Objective: Copy out the rows below word for word, starting at the line that contains "Target: black jeans" and ending at the last line of the rows.

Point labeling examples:
============================================================

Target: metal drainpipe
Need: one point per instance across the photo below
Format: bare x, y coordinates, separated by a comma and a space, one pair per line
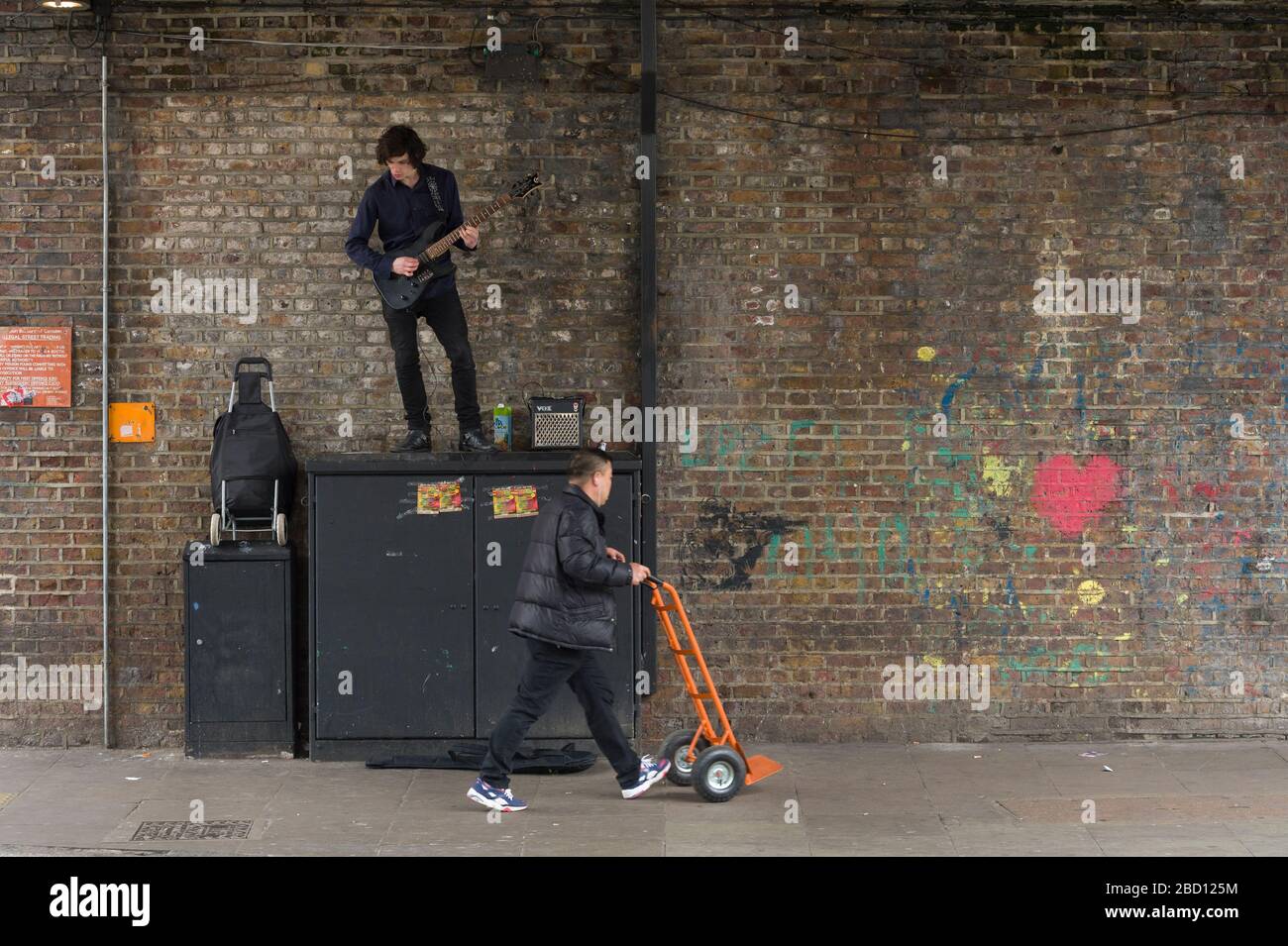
107, 679
648, 315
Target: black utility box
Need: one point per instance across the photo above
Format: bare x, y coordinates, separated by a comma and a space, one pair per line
413, 562
237, 620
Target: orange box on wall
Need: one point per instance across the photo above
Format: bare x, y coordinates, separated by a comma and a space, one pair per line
130, 422
35, 366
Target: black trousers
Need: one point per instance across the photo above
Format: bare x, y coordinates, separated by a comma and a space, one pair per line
550, 667
447, 318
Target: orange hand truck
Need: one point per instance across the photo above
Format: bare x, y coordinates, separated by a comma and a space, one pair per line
715, 766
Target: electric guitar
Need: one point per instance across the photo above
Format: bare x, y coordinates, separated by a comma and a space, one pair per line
430, 252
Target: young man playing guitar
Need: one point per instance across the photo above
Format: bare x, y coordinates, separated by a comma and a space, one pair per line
407, 198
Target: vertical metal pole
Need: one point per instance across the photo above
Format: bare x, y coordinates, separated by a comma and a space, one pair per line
107, 676
648, 315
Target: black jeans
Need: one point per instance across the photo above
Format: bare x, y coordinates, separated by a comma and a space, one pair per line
549, 667
446, 317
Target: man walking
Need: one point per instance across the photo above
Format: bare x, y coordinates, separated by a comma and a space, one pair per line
566, 611
404, 201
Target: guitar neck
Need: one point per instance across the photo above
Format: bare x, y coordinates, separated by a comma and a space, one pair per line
439, 246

============================================================

Task answer:
Target: black jeans
Need: one point per instance across the photo above
Format: bare x, y coordinates, separated by a comma and a space, one pair per line
549, 667
446, 317
Target: man walking
Need: one point per instance across the photo above
Format: bare x, y coordinates, separated by a comma and a space, one pair per line
566, 611
404, 201
Target: guitar neck
Need: one point per instance across the photo above
Format: bare x, y coordinates, separated by a comma and a space, one pair per line
439, 246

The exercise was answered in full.